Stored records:

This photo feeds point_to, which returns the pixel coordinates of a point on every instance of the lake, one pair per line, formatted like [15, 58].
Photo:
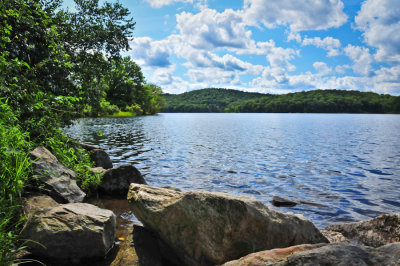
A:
[348, 163]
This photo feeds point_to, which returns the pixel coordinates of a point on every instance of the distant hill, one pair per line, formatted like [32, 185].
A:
[317, 101]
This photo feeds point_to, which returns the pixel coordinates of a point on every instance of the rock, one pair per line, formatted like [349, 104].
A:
[70, 231]
[89, 147]
[212, 228]
[376, 232]
[37, 202]
[335, 237]
[273, 256]
[282, 202]
[388, 254]
[322, 254]
[100, 158]
[116, 181]
[126, 254]
[141, 247]
[58, 181]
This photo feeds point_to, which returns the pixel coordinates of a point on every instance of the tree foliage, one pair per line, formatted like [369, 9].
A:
[56, 65]
[317, 101]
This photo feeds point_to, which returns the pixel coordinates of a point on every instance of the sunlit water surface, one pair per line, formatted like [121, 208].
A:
[349, 163]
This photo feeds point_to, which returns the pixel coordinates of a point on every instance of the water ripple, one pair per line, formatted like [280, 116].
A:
[350, 164]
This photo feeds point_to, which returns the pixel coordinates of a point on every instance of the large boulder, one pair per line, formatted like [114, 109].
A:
[322, 254]
[70, 231]
[212, 228]
[100, 158]
[116, 181]
[140, 247]
[55, 179]
[376, 232]
[33, 203]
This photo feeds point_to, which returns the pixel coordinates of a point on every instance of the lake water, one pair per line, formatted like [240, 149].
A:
[349, 163]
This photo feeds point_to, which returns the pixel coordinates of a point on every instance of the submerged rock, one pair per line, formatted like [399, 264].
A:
[57, 181]
[116, 181]
[212, 228]
[70, 231]
[272, 257]
[282, 202]
[323, 254]
[141, 247]
[376, 232]
[100, 158]
[89, 147]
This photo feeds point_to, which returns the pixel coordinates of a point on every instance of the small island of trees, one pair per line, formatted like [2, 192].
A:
[316, 101]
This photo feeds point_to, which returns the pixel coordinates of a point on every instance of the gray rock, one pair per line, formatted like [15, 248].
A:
[56, 180]
[116, 181]
[70, 231]
[282, 202]
[100, 158]
[37, 202]
[212, 228]
[322, 254]
[89, 147]
[376, 232]
[272, 257]
[335, 237]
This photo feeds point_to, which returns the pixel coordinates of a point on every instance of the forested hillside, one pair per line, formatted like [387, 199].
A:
[317, 101]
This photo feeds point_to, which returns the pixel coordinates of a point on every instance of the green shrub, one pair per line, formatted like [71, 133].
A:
[76, 159]
[14, 165]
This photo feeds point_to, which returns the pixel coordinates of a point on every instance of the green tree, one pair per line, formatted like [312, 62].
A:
[124, 84]
[155, 100]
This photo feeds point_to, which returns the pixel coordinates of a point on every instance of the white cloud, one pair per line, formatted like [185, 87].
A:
[341, 69]
[362, 59]
[330, 44]
[161, 3]
[322, 68]
[210, 29]
[149, 53]
[380, 22]
[213, 77]
[299, 15]
[277, 56]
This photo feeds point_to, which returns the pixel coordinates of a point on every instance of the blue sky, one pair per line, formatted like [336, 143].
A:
[268, 46]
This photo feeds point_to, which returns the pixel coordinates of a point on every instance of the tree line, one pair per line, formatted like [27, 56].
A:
[316, 101]
[58, 64]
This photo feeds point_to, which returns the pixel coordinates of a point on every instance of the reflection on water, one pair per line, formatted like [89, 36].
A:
[348, 163]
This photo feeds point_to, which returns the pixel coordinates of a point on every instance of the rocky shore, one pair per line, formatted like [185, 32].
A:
[185, 228]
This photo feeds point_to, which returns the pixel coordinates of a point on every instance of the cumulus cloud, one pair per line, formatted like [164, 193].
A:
[278, 57]
[322, 68]
[213, 77]
[210, 29]
[380, 22]
[161, 3]
[362, 59]
[330, 44]
[299, 15]
[150, 53]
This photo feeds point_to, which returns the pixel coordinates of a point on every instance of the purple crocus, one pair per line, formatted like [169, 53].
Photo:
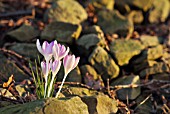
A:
[70, 62]
[59, 51]
[46, 49]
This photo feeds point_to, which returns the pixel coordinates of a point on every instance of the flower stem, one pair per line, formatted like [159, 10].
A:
[61, 85]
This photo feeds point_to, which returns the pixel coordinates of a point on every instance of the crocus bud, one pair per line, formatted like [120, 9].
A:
[55, 66]
[44, 68]
[70, 62]
[59, 51]
[46, 49]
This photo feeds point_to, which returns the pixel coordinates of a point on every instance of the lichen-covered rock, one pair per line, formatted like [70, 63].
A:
[100, 104]
[124, 50]
[25, 49]
[103, 63]
[144, 4]
[62, 32]
[69, 11]
[149, 54]
[160, 11]
[150, 40]
[109, 4]
[24, 33]
[91, 78]
[8, 67]
[113, 22]
[132, 93]
[160, 67]
[90, 40]
[72, 105]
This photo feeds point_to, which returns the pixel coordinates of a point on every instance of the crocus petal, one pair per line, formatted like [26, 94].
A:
[55, 67]
[39, 46]
[76, 62]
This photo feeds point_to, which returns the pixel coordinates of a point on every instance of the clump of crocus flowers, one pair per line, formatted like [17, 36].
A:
[54, 54]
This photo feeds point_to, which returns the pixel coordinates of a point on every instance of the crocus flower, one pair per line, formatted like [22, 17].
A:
[59, 51]
[45, 50]
[70, 62]
[55, 66]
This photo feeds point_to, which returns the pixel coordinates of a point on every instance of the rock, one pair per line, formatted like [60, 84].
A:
[143, 65]
[62, 32]
[24, 33]
[100, 104]
[69, 11]
[8, 67]
[72, 105]
[144, 4]
[103, 63]
[89, 40]
[108, 4]
[149, 54]
[91, 78]
[124, 50]
[113, 22]
[25, 49]
[132, 93]
[74, 76]
[136, 16]
[79, 91]
[149, 41]
[160, 11]
[158, 68]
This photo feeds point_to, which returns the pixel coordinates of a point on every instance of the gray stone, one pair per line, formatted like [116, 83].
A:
[8, 67]
[160, 11]
[25, 49]
[131, 93]
[69, 11]
[100, 104]
[149, 54]
[62, 32]
[24, 33]
[91, 78]
[108, 4]
[160, 67]
[124, 50]
[103, 63]
[90, 40]
[113, 22]
[150, 40]
[72, 105]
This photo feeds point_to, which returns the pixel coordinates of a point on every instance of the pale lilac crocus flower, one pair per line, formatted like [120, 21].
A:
[55, 66]
[45, 70]
[70, 62]
[46, 51]
[59, 51]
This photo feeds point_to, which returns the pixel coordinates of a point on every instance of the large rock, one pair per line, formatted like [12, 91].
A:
[124, 50]
[72, 105]
[91, 78]
[24, 33]
[158, 68]
[103, 63]
[149, 41]
[69, 11]
[113, 22]
[62, 32]
[132, 93]
[160, 11]
[109, 4]
[149, 54]
[26, 50]
[8, 67]
[100, 104]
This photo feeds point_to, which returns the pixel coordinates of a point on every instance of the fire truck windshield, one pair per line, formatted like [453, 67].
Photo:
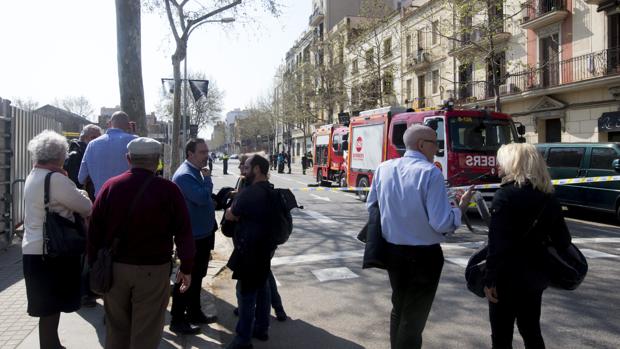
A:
[468, 134]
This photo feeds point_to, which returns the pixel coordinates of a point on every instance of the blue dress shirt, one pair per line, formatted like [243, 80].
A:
[197, 191]
[413, 201]
[105, 158]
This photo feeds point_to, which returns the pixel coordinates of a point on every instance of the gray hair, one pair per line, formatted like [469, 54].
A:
[415, 133]
[90, 130]
[47, 147]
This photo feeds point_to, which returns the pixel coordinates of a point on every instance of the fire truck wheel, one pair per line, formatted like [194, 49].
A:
[362, 194]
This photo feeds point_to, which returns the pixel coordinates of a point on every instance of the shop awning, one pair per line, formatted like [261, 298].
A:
[609, 122]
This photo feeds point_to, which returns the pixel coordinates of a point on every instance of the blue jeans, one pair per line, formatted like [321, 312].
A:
[254, 309]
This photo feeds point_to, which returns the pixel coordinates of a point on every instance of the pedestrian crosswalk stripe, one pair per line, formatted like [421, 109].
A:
[330, 274]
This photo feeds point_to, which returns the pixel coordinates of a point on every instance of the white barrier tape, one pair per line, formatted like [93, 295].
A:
[564, 181]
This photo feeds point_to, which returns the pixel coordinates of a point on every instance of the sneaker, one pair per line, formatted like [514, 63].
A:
[201, 319]
[183, 327]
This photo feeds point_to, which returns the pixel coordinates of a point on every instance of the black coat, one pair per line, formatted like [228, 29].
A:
[514, 260]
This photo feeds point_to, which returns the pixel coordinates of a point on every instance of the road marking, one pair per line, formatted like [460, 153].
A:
[319, 217]
[309, 258]
[320, 197]
[334, 274]
[596, 254]
[460, 261]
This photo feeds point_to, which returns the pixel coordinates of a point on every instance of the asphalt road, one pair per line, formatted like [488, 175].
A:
[333, 303]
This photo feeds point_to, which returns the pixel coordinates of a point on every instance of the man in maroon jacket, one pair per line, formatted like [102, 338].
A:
[146, 213]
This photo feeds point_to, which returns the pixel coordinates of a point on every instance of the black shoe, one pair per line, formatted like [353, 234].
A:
[261, 336]
[201, 319]
[183, 327]
[281, 315]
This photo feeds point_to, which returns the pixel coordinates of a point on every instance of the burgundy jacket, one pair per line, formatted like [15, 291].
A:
[158, 217]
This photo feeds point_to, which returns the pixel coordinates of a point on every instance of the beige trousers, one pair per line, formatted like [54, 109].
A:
[135, 306]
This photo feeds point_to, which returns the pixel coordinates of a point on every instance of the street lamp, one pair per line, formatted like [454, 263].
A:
[186, 116]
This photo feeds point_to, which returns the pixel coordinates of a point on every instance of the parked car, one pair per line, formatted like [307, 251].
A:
[578, 160]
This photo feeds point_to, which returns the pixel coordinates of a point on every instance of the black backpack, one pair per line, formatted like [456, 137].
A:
[283, 201]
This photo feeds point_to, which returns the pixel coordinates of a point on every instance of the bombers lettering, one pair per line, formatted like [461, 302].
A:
[480, 161]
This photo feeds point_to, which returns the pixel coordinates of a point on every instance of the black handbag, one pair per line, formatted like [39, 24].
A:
[61, 236]
[101, 274]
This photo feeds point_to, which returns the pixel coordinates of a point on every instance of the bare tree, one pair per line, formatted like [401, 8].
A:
[129, 60]
[75, 104]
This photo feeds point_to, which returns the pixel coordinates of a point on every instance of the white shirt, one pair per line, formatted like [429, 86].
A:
[413, 201]
[65, 198]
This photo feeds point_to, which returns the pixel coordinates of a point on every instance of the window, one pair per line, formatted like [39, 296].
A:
[435, 28]
[408, 91]
[387, 47]
[408, 45]
[370, 57]
[602, 158]
[565, 157]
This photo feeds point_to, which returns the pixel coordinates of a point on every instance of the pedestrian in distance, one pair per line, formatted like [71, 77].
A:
[253, 249]
[415, 217]
[104, 157]
[194, 180]
[52, 283]
[524, 214]
[142, 215]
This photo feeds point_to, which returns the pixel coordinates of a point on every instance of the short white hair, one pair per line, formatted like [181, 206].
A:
[416, 132]
[89, 130]
[48, 146]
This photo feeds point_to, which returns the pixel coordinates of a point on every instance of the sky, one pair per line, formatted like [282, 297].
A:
[53, 49]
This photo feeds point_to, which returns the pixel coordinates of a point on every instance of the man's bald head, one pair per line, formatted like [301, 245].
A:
[120, 119]
[415, 133]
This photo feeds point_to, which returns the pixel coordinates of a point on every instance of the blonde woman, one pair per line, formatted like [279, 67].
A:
[52, 283]
[523, 215]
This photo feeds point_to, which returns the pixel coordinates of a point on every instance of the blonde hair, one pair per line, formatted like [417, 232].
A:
[522, 163]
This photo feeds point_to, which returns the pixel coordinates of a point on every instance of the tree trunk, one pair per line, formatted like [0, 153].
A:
[129, 60]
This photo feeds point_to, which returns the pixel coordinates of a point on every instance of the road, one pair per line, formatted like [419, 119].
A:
[333, 303]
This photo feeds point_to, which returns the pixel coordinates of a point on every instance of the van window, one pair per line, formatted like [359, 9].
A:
[602, 158]
[565, 157]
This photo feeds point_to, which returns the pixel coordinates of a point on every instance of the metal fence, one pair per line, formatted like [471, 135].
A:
[22, 127]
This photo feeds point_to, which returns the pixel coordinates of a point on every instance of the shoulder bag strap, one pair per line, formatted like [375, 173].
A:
[136, 198]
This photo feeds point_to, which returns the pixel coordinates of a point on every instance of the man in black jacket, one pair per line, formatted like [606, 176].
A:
[253, 248]
[77, 149]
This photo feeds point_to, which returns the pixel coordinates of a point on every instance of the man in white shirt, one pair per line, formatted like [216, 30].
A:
[415, 216]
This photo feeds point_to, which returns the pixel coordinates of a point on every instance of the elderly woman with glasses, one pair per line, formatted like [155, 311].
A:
[52, 283]
[523, 215]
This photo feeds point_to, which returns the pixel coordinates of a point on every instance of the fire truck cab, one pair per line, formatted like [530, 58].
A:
[330, 143]
[467, 142]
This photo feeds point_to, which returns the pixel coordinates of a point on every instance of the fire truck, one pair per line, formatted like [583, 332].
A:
[467, 142]
[330, 147]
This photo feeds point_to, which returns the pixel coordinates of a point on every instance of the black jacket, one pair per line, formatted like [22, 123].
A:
[74, 159]
[515, 260]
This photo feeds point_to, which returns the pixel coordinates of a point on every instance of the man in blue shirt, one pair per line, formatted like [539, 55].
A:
[104, 157]
[195, 183]
[415, 216]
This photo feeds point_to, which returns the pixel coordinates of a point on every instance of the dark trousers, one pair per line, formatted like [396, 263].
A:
[254, 309]
[188, 303]
[414, 281]
[521, 306]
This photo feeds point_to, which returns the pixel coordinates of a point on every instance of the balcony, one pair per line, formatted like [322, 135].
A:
[540, 13]
[589, 67]
[316, 17]
[419, 62]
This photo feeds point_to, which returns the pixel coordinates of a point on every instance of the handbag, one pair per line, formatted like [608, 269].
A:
[477, 264]
[61, 236]
[101, 274]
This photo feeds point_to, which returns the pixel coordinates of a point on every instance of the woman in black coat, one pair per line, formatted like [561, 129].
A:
[524, 214]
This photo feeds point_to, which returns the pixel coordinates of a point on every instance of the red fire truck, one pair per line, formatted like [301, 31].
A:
[330, 146]
[468, 141]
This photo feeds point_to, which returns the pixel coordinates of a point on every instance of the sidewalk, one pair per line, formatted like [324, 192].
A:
[85, 328]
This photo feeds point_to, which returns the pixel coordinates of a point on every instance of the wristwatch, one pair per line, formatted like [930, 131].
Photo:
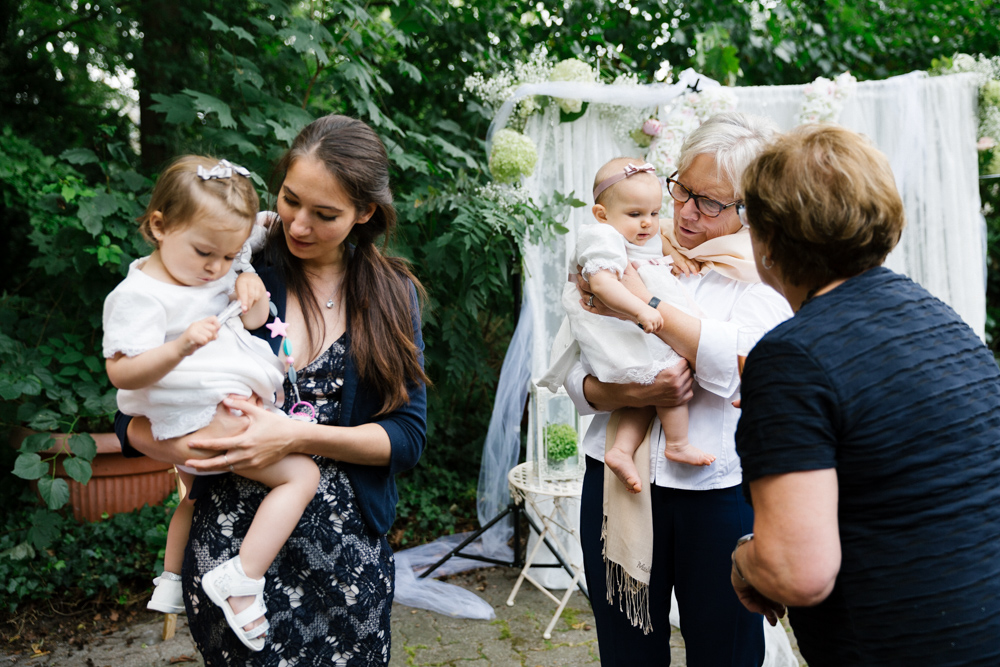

_WORK INSTRUCTIONS_:
Tally the lines of the entries that include the word "black" and give only the total.

_EXERCISE OUTPUT_:
7